WORK REQUIRED:
In the news item on the Anthropic settlement, copy out everything from "- He added that" down to "of pirated books.", word for word.

[SOURCE TEXT — start]

The news: A federal judge rejected Anthropic’s agreement to pay at least $1.5 billion to settle a landmark lawsuit brought by a group of authors.
- Judge William Alsup expressed concerns that the ruling would be forced “down the throat of authors,” per Bloomberg Law.
- He added that class members need to be given “very good notice” of the settlement to make sure they can either opt in or opt out, and that lawyers must ensure Anthropic can’t be sued again for the same issue going forward.
In settlement documents, the plaintiffs’ lawyers said it would be the largest publicly reported recovery in US copyright history—an outcome that could open the door to future legal challenges against AI leaders.
The background: Anthropic was accused of scraping a data set of pirated books sourced from Pirate Library Mirror (PiLiMi) and Library Genesis (LibGen), which the company states it obtained through purchase.
In June, a federal judge ruled that Anthropic had the legal right to train models on millions of legally purchased books under the doctrine of “fair use.” However, the judge left room for lawsuits related to the use of pirated books.
Why it matters: Publishers are struggling to contain how AI models access and reuse their content—authorized or not. Arguments against the use of their work in AI summaries and chatbot responses range from reduced web traffic and ad revenues to dilution of the original work’s value.
Meanwhile, AI companies are facing a dwindling supply of online public training data, likely pressuring them to find new sources for future model improvement.
Our take: If approved, the settlement could set a legal precedent for future copyright battles between creators and AI firms. It could also push regulators to be more stringent in requirements for content licensing deals and cause AI companies to move more carefully when scraping data, considering the costs of legal proceedings.

[SOURCE TEXT — finish]
[SUPPLIED ENTRIES — start]

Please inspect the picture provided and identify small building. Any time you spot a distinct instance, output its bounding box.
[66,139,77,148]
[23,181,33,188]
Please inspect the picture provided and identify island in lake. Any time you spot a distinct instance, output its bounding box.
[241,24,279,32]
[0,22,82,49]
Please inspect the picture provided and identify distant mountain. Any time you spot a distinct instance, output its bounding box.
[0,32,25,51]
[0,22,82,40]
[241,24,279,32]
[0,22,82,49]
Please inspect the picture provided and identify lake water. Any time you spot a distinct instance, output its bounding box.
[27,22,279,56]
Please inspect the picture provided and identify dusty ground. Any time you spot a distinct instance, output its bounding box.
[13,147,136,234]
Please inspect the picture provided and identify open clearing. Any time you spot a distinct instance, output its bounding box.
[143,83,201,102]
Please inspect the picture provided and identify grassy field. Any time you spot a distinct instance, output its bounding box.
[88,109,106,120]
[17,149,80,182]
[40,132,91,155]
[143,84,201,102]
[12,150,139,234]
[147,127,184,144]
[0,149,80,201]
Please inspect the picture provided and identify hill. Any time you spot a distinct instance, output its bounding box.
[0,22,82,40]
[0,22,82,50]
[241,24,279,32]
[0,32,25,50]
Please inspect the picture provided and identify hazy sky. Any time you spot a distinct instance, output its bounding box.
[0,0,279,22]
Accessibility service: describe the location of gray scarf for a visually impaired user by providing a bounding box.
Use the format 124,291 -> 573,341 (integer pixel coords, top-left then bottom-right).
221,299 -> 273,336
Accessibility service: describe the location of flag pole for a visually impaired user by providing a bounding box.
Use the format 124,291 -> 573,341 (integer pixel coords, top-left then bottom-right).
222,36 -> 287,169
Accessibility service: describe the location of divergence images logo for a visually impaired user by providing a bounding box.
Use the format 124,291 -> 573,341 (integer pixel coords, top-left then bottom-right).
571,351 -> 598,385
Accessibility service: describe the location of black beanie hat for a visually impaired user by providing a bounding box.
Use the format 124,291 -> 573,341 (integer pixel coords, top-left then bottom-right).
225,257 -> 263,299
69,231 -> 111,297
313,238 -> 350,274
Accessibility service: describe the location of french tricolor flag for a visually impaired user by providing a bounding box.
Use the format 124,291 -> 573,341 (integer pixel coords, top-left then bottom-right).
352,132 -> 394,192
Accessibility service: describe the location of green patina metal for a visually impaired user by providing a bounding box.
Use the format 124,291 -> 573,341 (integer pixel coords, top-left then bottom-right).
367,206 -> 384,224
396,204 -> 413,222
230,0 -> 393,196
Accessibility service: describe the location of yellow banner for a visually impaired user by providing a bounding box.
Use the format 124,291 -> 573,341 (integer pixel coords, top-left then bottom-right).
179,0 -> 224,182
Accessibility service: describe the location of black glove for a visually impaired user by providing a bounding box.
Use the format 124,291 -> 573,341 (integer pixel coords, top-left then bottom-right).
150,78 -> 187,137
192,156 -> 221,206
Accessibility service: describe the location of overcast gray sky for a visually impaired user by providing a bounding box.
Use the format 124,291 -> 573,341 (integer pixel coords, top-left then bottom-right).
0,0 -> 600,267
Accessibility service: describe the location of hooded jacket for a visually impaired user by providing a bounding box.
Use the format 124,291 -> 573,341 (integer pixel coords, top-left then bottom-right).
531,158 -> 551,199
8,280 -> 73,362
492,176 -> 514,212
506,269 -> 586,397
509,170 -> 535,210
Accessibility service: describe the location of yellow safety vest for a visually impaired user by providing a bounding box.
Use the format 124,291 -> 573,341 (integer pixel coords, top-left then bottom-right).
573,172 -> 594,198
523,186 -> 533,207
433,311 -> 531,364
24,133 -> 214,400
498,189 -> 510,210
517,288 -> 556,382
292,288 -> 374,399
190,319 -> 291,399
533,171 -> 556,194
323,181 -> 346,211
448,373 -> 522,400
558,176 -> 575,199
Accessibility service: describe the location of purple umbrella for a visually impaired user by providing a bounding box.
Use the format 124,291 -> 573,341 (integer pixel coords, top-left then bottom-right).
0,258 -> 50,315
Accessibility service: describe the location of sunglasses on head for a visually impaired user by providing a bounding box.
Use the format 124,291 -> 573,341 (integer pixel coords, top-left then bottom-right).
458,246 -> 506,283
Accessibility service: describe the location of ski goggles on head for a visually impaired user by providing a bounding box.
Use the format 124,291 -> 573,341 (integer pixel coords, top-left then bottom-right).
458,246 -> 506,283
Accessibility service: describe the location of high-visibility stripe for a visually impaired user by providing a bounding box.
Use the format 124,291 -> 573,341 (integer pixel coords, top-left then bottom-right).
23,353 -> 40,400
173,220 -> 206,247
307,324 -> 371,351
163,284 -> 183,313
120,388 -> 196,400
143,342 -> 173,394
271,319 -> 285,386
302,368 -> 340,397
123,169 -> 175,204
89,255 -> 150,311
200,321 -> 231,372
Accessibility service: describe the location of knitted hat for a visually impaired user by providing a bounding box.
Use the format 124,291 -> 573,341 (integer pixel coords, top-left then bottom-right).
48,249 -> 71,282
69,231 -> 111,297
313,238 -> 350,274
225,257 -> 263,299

[SUPPLIED ENTRIES — finish]

REPLY:
- He added that class members need to be given “very good notice” of the settlement to make sure they can either opt in or opt out, and that lawyers must ensure Anthropic can’t be sued again for the same issue going forward.
In settlement documents, the plaintiffs’ lawyers said it would be the largest publicly reported recovery in US copyright history—an outcome that could open the door to future legal challenges against AI leaders.
The background: Anthropic was accused of scraping a data set of pirated books sourced from Pirate Library Mirror (PiLiMi) and Library Genesis (LibGen), which the company states it obtained through purchase.
In June, a federal judge ruled that Anthropic had the legal right to train models on millions of legally purchased books under the doctrine of “fair use.” However, the judge left room for lawsuits related to the use of pirated books.